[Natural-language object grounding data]
▼

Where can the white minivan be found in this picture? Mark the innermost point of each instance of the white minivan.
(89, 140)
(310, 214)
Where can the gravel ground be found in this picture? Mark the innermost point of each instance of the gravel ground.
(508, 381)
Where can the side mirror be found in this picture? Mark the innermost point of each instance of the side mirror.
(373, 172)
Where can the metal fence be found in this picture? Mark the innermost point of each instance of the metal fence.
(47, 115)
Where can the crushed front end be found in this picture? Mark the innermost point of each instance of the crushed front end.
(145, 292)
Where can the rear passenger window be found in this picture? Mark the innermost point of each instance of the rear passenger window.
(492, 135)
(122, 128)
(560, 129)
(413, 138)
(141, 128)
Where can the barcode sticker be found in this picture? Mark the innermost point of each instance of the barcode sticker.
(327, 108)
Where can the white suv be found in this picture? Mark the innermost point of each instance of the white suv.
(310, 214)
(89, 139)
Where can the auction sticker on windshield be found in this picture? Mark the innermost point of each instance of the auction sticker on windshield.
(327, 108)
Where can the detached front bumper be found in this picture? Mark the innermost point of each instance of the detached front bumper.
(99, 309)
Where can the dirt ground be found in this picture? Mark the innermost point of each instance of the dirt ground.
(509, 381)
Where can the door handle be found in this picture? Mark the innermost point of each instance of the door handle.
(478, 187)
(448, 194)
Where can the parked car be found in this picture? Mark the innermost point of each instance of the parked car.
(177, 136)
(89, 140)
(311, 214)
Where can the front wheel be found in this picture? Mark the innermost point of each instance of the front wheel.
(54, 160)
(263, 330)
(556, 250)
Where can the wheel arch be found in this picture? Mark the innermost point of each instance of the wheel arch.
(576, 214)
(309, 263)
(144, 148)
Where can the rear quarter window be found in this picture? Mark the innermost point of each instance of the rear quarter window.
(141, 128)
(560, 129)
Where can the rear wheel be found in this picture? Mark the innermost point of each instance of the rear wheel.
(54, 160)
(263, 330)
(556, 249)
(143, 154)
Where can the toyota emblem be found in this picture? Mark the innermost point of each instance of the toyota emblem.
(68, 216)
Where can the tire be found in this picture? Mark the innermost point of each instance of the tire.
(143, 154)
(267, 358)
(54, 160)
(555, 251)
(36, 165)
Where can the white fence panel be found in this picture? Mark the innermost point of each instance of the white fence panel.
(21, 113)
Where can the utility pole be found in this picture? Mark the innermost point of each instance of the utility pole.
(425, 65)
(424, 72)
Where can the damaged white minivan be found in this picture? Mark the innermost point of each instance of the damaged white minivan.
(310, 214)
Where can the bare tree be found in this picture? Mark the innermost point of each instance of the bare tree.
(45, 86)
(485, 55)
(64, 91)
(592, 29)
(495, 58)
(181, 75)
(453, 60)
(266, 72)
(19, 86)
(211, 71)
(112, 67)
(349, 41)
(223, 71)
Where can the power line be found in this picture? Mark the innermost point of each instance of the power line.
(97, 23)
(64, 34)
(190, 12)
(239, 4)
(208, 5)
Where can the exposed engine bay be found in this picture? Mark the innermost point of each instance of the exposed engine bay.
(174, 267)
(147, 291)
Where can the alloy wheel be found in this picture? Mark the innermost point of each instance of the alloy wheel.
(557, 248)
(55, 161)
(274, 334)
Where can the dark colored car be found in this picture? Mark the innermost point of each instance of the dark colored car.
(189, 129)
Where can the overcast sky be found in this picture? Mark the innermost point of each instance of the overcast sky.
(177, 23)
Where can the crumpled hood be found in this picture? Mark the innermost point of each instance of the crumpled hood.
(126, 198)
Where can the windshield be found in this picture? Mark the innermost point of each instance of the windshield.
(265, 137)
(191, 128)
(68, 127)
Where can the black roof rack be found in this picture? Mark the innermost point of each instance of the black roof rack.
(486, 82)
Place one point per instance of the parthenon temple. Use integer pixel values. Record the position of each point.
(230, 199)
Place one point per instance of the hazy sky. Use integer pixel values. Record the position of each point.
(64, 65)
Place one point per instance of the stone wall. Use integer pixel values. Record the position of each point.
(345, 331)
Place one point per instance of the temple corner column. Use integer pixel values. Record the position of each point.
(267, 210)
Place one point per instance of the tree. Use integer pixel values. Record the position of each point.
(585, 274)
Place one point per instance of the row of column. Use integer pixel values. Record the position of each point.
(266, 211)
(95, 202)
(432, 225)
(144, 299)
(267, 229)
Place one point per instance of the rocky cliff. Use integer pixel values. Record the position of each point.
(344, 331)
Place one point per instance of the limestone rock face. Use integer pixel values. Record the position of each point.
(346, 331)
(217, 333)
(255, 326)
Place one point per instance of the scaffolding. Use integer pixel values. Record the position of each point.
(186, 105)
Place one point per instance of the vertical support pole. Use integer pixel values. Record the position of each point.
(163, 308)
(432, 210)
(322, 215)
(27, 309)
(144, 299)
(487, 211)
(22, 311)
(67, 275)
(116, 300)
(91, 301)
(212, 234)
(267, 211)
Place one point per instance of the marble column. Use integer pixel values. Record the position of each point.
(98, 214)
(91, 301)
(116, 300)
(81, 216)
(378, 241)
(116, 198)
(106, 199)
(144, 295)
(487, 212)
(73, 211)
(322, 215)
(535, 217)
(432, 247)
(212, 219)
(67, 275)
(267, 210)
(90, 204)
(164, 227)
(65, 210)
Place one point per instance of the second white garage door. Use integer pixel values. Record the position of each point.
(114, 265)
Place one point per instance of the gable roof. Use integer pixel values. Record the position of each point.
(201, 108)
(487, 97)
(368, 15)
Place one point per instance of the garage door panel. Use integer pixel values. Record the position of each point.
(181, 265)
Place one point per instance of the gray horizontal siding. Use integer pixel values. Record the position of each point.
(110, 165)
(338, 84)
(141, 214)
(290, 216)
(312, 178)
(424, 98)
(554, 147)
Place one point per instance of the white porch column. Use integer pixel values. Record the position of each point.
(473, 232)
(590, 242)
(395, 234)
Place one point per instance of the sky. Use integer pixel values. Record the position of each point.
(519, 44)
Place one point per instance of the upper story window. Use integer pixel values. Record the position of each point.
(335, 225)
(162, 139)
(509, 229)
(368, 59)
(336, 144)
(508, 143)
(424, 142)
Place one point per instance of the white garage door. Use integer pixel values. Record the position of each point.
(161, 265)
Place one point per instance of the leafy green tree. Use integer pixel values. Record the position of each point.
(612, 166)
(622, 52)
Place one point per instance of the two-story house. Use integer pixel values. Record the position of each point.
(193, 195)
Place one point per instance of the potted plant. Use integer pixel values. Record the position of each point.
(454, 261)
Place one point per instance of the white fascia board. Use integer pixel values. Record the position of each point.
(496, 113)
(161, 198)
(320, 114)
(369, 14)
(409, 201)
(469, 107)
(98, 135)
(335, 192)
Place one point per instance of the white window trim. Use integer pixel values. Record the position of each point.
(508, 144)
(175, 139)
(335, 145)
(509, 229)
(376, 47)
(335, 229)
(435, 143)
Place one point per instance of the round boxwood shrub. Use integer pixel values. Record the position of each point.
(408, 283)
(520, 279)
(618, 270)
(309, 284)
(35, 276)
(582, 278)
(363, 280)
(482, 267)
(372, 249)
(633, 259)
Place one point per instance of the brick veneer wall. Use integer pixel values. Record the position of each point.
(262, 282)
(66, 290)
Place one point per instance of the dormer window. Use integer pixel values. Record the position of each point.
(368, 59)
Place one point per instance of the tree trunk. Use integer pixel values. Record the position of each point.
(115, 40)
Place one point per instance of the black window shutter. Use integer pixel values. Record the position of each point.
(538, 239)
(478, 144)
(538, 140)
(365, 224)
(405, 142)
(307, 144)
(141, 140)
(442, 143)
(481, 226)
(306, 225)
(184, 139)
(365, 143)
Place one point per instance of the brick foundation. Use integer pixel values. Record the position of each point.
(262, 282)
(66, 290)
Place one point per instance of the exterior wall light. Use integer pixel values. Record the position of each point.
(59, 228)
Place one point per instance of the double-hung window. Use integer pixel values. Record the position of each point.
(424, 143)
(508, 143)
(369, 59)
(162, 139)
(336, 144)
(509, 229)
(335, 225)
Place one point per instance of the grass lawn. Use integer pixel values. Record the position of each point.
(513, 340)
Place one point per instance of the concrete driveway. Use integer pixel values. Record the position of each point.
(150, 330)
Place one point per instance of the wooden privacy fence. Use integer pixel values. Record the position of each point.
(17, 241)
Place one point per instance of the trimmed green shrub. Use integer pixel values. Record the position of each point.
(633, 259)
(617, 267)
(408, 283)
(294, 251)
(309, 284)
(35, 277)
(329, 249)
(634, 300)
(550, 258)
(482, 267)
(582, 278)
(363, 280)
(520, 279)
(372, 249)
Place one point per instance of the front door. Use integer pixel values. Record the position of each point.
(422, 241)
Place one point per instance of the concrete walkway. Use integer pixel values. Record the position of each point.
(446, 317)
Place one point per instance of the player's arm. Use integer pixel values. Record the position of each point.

▲

- _Work task_
Each line from the one holding "Place one point per instance of the black" through the last line of the data is to be transcribed exactly, with nothing else added.

- _Result for this exercise_
Place one point per instance of the black window shutter. Use integer pixel values. Record the position of each point.
(538, 239)
(478, 144)
(538, 140)
(365, 224)
(405, 142)
(307, 144)
(141, 140)
(442, 143)
(481, 226)
(306, 225)
(184, 139)
(365, 143)
Place one point per instance of the brick foundation. Use integer pixel values. Record the position of each point.
(262, 282)
(66, 290)
Place one point per instance of the exterior wall light. Use integer pixel values. Record the position of each point.
(59, 228)
Place one point per instance of the double-hung window. Use integer pixel values. Record the position of each point.
(424, 143)
(508, 143)
(369, 59)
(162, 139)
(336, 144)
(509, 229)
(335, 225)
Place one point per instance of the grass lawn. Use integer pixel values. Record the position of each point.
(513, 340)
Place one point per instance of the concrete driveway. Use integer pixel values. Record the position of each point.
(150, 330)
Place one point per instance of the wooden privacy fence. Use integer pixel values. Record the position of each point.
(17, 241)
Place one point per instance of the trimmed green shrub. Use integer pixel values. Record the position of each point.
(633, 259)
(617, 267)
(408, 283)
(294, 251)
(309, 284)
(35, 277)
(329, 249)
(634, 300)
(550, 258)
(482, 267)
(582, 278)
(363, 280)
(520, 279)
(372, 249)
Place one point per instance of the front door. Use integer pixel values. Record the position of each point.
(422, 241)
Place one point per instance of the concrete walkway. Use integer pixel values. Record the position of each point.
(446, 317)
Place one point per instance of the player's arm. Use integer pixel values. Record the position of each point.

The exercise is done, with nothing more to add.